**Exercises to complete**.
1. From the passage on mindfulness and memory, return the text starting with "The Mindfulness Circle" and going on through "that contains everything.".
2. Answer these questions from the passage on mindfulness and memory:
(a) What is the Buddhist symbol for mindfulness?
(b) Where is our ongoing personal narrative recorded?
(c) If we are not mindful, what guides us?
[Document extract — start]
Today, our ever-evolving knowledge of the organ that is the brain and the brain’s process, and the interface between the two (which we can access by the practice of mindfulness) makes it possible for us to challenge our automaticity in relation to others, and consciously re-write our attachment narrative.

 

Memory

The process of memory represents our ongoing personal narrative that is recorded in the organ that is the brain.

This narrative guides our behaviour and interactions, and is the story we tell about ourselves to ourselves.

The Mindfulness Circle

The Buddhist symbol for mindfulness is a circle that is almost closed. The opening allows for awareness to enter the circle, and also for awareness to leave and be shared. This Gestalt flows within the circle that contains everything.

There is a flip-side. If we are not mindful we are guided by our automatic assumptions (our automaticity) and we appeal to bias.

Mindfulness is about being in the world, in the present, and giving meaning to our existence and to the existence of others.
[Document extract — finish]
[Excerpted data — start]
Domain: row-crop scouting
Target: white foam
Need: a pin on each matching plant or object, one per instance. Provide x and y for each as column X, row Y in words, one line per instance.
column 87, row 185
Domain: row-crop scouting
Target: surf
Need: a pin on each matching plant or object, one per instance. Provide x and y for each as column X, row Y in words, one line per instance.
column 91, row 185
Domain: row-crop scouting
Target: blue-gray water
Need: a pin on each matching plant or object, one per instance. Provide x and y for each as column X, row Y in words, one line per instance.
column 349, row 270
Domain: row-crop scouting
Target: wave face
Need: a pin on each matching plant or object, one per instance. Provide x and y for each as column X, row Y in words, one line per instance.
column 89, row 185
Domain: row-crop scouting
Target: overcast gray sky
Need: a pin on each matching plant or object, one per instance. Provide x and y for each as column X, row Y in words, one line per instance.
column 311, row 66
[Excerpted data — finish]
[Excerpted data — start]
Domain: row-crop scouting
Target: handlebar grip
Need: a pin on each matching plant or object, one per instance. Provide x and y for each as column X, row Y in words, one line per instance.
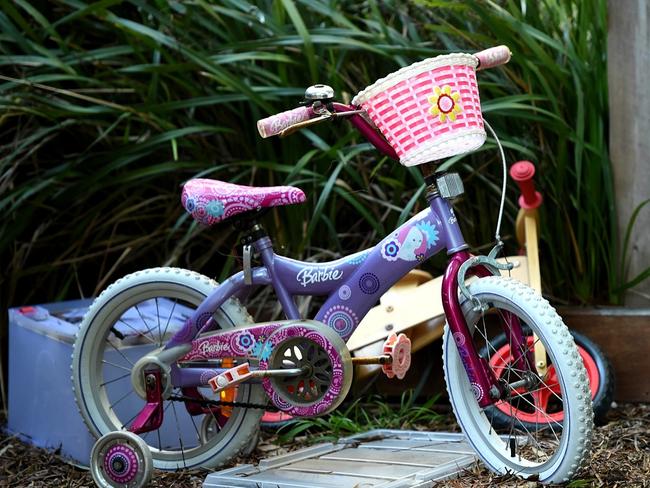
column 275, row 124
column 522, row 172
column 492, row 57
[Excerpted data — finish]
[Excerpted data — start]
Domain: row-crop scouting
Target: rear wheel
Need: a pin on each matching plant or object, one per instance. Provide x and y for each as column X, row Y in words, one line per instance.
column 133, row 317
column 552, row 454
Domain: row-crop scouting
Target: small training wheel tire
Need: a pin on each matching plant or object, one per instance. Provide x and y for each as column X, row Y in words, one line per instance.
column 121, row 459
[Excerpted data — finish]
**Outputs for the tasks**.
1.
The Mindfulness Circle

The Buddhist symbol for mindfulness is a circle that is almost closed. The opening allows for awareness to enter the circle, and also for awareness to leave and be shared. This Gestalt flows within the circle that contains everything.

2.
(a) A circle that is almost closed.
(b) In the organ that is the brain.
(c) Our automatic assumptions (our automaticity).